→ **Exercise directions**:
Gather every line of the listing below that contains the string "rear", treating uppercase and lowercase letters as different.

→ **Extracted information**:
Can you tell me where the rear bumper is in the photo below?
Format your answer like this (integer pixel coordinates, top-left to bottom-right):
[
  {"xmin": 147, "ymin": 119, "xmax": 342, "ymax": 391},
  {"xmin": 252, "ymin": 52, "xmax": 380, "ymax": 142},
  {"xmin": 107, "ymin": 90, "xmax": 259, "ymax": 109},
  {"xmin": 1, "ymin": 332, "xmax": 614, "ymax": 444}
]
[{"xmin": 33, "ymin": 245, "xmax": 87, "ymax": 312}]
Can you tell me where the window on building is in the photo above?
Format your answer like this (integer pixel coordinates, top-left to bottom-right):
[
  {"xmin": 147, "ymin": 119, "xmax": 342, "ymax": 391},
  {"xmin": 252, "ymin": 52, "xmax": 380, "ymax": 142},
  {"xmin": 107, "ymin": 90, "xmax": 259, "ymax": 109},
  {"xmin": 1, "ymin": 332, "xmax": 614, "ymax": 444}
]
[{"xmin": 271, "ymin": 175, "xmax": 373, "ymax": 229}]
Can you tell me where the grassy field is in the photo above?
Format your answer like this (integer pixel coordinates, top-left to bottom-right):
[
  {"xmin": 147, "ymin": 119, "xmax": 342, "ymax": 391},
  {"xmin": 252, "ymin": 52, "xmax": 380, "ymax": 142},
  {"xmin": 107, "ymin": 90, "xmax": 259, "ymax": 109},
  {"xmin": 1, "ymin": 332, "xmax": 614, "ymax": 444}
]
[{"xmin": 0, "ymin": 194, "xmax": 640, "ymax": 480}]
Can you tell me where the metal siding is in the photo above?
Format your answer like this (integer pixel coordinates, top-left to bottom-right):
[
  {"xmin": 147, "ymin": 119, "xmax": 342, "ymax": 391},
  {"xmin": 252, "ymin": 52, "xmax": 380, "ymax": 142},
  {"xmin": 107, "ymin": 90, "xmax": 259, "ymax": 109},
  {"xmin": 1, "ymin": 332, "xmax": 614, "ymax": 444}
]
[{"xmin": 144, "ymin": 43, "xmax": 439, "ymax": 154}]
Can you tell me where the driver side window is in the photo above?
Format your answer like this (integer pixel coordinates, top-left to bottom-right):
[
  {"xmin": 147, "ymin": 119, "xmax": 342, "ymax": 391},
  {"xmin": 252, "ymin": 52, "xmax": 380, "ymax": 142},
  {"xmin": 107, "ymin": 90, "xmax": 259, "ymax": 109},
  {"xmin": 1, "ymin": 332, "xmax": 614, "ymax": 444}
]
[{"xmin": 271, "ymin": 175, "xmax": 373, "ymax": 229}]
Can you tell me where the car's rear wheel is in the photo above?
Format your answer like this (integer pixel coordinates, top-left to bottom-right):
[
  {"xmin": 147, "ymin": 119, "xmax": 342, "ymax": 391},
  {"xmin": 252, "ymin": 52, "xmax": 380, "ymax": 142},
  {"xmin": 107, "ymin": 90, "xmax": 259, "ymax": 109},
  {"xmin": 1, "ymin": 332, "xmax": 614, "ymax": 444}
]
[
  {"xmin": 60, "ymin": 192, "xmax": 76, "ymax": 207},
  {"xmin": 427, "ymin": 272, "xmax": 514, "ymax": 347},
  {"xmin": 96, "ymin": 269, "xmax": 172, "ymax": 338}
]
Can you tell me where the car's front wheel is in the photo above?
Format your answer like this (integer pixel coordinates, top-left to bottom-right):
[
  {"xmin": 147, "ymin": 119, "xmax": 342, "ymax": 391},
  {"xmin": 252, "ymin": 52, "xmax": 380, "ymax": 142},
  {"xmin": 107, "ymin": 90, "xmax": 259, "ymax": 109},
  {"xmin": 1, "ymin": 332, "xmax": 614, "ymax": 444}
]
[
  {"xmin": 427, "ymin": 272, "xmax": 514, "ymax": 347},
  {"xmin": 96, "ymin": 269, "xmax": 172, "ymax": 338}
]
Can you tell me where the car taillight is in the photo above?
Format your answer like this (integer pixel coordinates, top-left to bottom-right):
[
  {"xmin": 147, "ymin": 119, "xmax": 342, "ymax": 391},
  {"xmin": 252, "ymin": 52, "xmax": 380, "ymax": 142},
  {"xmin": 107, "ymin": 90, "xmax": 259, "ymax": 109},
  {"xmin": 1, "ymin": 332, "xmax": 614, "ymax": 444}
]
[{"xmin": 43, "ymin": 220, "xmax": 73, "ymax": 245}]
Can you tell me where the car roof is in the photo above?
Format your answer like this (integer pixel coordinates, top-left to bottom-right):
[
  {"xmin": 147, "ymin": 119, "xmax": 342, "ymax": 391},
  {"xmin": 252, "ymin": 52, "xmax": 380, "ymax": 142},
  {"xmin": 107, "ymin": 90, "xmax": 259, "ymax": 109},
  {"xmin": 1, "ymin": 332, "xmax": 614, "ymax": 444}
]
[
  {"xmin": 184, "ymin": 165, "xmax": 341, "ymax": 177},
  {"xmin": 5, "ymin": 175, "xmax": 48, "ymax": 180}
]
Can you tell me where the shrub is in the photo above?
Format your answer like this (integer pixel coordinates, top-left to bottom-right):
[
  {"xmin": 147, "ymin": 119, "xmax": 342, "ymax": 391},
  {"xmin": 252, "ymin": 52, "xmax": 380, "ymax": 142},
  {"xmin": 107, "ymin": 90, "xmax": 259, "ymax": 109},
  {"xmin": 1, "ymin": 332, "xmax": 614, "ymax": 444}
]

→ **Task response**:
Can you tell me where the rear bumper is in the photo below?
Can you tell me where the car's rear wheel is in the photo above?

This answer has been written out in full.